(Problem requirements): Transcribe everything in the listing below exactly, except the pictures.
** Information follows **
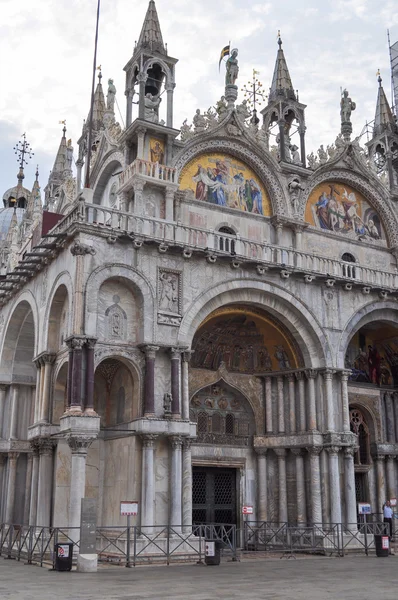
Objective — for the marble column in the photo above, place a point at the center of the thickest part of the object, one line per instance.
(34, 489)
(170, 204)
(187, 486)
(89, 404)
(149, 400)
(281, 405)
(79, 447)
(45, 484)
(45, 402)
(391, 483)
(281, 454)
(175, 382)
(316, 498)
(148, 484)
(389, 417)
(300, 487)
(28, 488)
(334, 479)
(349, 484)
(3, 389)
(175, 483)
(14, 412)
(380, 482)
(312, 424)
(301, 386)
(262, 483)
(2, 484)
(186, 357)
(344, 400)
(268, 405)
(330, 416)
(292, 403)
(12, 476)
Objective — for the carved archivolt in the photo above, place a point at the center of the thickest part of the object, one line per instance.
(357, 181)
(280, 204)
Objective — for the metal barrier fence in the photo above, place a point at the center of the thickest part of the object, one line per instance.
(129, 546)
(332, 538)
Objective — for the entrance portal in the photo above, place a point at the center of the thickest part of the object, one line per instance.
(213, 495)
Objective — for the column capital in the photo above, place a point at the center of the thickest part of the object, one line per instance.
(176, 441)
(311, 373)
(328, 373)
(349, 452)
(13, 456)
(148, 440)
(314, 450)
(297, 451)
(79, 444)
(261, 451)
(333, 450)
(280, 452)
(150, 351)
(46, 446)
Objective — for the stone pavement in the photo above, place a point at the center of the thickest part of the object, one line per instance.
(314, 578)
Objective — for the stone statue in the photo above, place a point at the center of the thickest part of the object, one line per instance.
(232, 68)
(346, 106)
(199, 122)
(151, 108)
(242, 110)
(294, 190)
(110, 97)
(221, 108)
(186, 131)
(295, 154)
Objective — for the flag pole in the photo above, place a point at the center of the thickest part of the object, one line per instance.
(90, 125)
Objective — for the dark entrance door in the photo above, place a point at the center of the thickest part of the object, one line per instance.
(213, 495)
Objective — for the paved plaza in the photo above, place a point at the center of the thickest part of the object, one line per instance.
(353, 578)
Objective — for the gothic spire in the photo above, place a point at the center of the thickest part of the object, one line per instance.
(151, 34)
(384, 119)
(281, 81)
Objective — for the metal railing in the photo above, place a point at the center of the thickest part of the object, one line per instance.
(332, 538)
(129, 546)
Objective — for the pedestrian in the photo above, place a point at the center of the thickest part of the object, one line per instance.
(388, 516)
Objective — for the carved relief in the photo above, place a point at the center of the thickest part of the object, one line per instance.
(169, 296)
(116, 320)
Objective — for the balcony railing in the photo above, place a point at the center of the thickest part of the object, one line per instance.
(148, 170)
(192, 239)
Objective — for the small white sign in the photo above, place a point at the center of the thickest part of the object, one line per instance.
(128, 509)
(247, 510)
(210, 549)
(364, 508)
(63, 551)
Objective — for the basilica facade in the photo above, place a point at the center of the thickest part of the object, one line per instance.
(211, 322)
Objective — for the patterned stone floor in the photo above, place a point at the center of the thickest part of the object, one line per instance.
(315, 578)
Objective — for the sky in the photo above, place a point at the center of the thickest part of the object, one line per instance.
(46, 56)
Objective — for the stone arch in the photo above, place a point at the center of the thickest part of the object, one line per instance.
(373, 311)
(136, 282)
(113, 161)
(19, 344)
(359, 182)
(63, 281)
(117, 390)
(288, 309)
(262, 164)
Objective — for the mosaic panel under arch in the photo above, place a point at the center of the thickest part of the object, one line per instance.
** End of Information **
(Answer to the problem):
Objective — for the marble column in the photo above, place a point at the center of the thickest part of the object, one line per instance.
(34, 489)
(170, 204)
(187, 486)
(89, 404)
(149, 400)
(281, 405)
(79, 447)
(45, 484)
(45, 402)
(391, 483)
(281, 454)
(175, 382)
(316, 498)
(148, 484)
(389, 417)
(300, 487)
(28, 488)
(334, 479)
(349, 484)
(3, 389)
(175, 483)
(14, 412)
(380, 482)
(312, 424)
(301, 386)
(262, 483)
(2, 484)
(186, 357)
(344, 400)
(268, 405)
(330, 416)
(292, 403)
(12, 476)
Objective — for the carved archivolt in the photo above, place a point at the center of the thickest part of the object, one line per instance.
(357, 181)
(280, 204)
Objective — for the metal barrier fence in the photo above, place a point at the center of the thickest part of the object, one line per instance.
(129, 546)
(332, 538)
Objective — for the entrance portal in the photo above, place a point at the center of the thickest part of the object, one line per instance.
(213, 495)
Objective — for the column capital in the photo above, place a point at the center of the thickest part of the object, one line per instance.
(176, 441)
(311, 373)
(328, 373)
(349, 452)
(13, 456)
(148, 440)
(314, 450)
(297, 451)
(79, 444)
(261, 451)
(333, 450)
(280, 452)
(150, 351)
(46, 446)
Objective — for the stone pavement in the photo above, place a point at the center of the thickest part of the object, one line per instance.
(314, 578)
Objective — for the stone statue in the photo above, place a point at the center of the thickest part of the object, one line per instance.
(232, 68)
(346, 106)
(199, 122)
(151, 108)
(242, 110)
(294, 190)
(110, 97)
(221, 108)
(186, 131)
(295, 154)
Objective — for the flag pole in the photo above, place a point at the center of the thickest part of the object, one line per instance.
(90, 125)
Objective — for the dark entrance door in the photo above, place a point at the center of the thickest part of the object, one line per instance.
(213, 495)
Objective — for the paved plaza in the photo above, place a point at the center of the thickest part of the object, one line per instance.
(353, 578)
Objective — for the gothic spire in the photo above, place a point at the center of the thickest part of the object, one line per instance.
(151, 34)
(384, 119)
(281, 81)
Objective — for the metal railing in the photo above, place a point at the center of the thickest part of the object, one line per instance.
(332, 538)
(129, 546)
Objective — for the pedestrian in the photo above, place a point at the center of the thickest part of the object, one line per instance.
(388, 516)
Objective — for the carved relief in the photo above, place a point at the center of the thickest part of the object, one line per instance.
(169, 296)
(116, 320)
Objective — for the balcony railing in the photo above, place a point at the center of the thickest part of the object, one line per instance.
(148, 170)
(192, 239)
Objective — for the small white sign in the photo above, place a point at the center of the thickest part of the object, one line per instance.
(128, 509)
(247, 510)
(210, 549)
(364, 508)
(63, 551)
Objective — for the basilica facade in the photo above, place a point at the center of the thickest part of the object, one line per instance.
(211, 322)
Objective — for the patterned stone floor in the photo above, place a point at the center of the thickest part of the object, one line per instance.
(315, 578)
Objective — for the sky in the photo above, place a point at the center of the thickest part of the object, one line per instance.
(46, 56)
Objective — for the stone arch in the photo above, place a point at the center of the thickest part of the object, one line per instance.
(373, 311)
(136, 282)
(113, 161)
(19, 344)
(359, 182)
(63, 281)
(117, 390)
(288, 309)
(262, 164)
Objective — for the mosaic panel under arch in the photo above, place a point at the center of the thickest part of the object, one line per instance.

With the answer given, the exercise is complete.